-------- INFORMATION PROVIDED
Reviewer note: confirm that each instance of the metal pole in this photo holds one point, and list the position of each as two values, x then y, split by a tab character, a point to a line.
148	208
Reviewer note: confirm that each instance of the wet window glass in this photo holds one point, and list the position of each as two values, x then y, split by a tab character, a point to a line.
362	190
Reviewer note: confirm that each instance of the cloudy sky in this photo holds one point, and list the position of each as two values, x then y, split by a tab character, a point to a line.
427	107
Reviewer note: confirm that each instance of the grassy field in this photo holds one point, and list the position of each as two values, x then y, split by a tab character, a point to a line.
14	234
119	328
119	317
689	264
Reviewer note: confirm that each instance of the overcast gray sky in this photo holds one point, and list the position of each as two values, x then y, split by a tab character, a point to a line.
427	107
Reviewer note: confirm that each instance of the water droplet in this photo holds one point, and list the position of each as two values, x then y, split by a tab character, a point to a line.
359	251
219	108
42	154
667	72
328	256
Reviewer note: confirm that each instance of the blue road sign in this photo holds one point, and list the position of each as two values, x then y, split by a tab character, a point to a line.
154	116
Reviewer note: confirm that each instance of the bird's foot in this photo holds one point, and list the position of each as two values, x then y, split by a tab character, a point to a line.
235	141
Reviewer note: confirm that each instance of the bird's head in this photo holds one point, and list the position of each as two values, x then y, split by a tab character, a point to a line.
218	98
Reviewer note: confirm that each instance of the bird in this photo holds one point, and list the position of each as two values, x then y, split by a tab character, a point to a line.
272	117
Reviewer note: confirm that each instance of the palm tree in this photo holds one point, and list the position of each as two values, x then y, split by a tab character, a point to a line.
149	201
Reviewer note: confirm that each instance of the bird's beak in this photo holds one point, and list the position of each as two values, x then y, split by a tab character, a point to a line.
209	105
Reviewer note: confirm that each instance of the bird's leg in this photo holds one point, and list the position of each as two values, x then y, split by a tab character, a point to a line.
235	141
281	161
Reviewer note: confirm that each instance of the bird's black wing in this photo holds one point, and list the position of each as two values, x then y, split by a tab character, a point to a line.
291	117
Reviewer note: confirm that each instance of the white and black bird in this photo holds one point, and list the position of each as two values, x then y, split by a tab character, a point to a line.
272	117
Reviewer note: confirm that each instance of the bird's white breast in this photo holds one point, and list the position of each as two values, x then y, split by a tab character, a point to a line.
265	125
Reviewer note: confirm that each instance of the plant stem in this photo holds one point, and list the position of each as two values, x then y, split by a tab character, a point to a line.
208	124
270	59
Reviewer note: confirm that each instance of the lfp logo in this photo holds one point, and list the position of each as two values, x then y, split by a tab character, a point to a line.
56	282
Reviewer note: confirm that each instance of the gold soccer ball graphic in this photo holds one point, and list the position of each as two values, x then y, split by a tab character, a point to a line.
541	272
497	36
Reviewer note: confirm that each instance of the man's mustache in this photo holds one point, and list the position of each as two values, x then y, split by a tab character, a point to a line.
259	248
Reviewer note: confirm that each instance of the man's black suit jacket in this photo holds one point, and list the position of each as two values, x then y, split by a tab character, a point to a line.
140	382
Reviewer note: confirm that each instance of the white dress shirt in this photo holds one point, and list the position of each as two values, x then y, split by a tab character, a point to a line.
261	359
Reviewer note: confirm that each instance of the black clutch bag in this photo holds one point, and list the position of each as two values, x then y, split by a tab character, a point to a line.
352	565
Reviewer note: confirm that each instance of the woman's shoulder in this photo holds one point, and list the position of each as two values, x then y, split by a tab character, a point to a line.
----------------
Print again each line of the listing above, exactly as it appears.

Reviewer note: confirm that each instance of the metal pole in this photo holds one point, and list the position of each as two values, x then y, split by a tab character, a point to a line.
148	208
Reviewer note: confirm that each instance of the wet window glass in this photo holds one point, and list the position of each as two values, x then y, split by a tab character, a point to a line.
362	190
Reviewer note: confirm that each instance of the cloudy sky in this photo holds one point, and list the position of each as two values, x then y, split by a tab character, a point to a line.
427	107
Reviewer note: confirm that each instance of the grassy field in this photo holds one point, and list the position of each as two values, x then y, split by a tab character, a point to a line.
14	234
119	328
119	317
689	264
Reviewer note: confirm that each instance of the overcast gray sky in this photo holds one point, and list the position of each as two values, x then y, split by a tab character, a point to a line.
427	107
Reviewer note: confirm that each instance of the water droplet in this photo holds one point, and list the position of each as two values, x then y, split by a tab character, a point to a line.
359	251
219	108
42	154
667	72
328	256
Reviewer note: confirm that each instance of the blue road sign in this photo holds one point, and list the position of each as two values, x then y, split by a tab character, a point to a line.
154	116
Reviewer note: confirm that each instance of the bird's foot in this photo holds one point, and list the position of each as two values, x then y, split by a tab character, a point to a line.
235	141
Reviewer note: confirm that each instance of the bird's head in this photo holds one point, and list the position of each as two values, x then y, split by a tab character, a point to a line.
218	98
Reviewer note: confirm that each instance of the bird in this photo holds one point, and list the position of each as two values, x then y, split by a tab character, a point to a line.
272	117
Reviewer note: confirm that each instance of the palm tree in this photo holds one point, and list the position of each as two values, x then y, split by a tab character, a point to a line.
149	201
Reviewer note: confirm that each instance of the bird's beak in this photo holds one point, and list the position of each as two values, x then y, split by a tab character, a point to a line.
209	105
Reviewer note: confirm that each instance of the bird's leg in this photo holds one point, and list the position of each as two values, x then y, split by a tab character, a point to a line.
235	141
281	161
Reviewer note: confirm that each instance of the bird's black wing in this photo holds one point, and list the position of each as two values, x then y, split by a tab character, a point to a line.
291	117
Reviewer note: confirm that each instance of the white and black bird in this photo holds one point, and list the position of each as two values, x then y, split by a tab character, a point to a line.
272	117
Reviewer note: confirm that each instance of the bird's white breast in this photo holds one point, and list the position of each as two values, x then y, split by a tab character, a point to a line.
265	125
Reviewer note: confirm that each instance of the plant stem in this photo holds one point, and list the position of each as two values, x then y, split by a tab character, a point to a line.
208	124
270	59
Reviewer note: confirm that each instance of the lfp logo in this photo holds one point, and list the position of each as two values, x then y, split by a tab character, a point to a line.
56	282
Reviewer note: confirm that each instance of the gold soccer ball graphic in this photo holds one point, and list the position of each as two values, x then y, split by a tab character, a point to a line.
541	272
497	36
Reviewer note: confirm that each instance of the man's mustache in this photo holds one point, and list the position of each as two values, x then y, split by a tab character, a point to a line.
259	248
Reviewer note: confirm that each instance of the man's black suit jacket in this photo holds one point, and list the position of each as two values, x then y, split by a tab character, a point to a line.
140	382
Reviewer note: confirm that each instance of the white dress shirt in this photo holds one point, and list the position of each as two values, x then y, split by a tab character, a point to a line.
261	359
Reviewer note: confirm that each instance of the black clutch bag in this photo holds one point, and list the position of each as two values, x then y, split by a tab character, a point to a line.
352	565
Reviewer note: confirm that each instance of the woman's shoulder in this photo holds one point, and list the position of each as two values, x then y, split by a tab character, a point to a line.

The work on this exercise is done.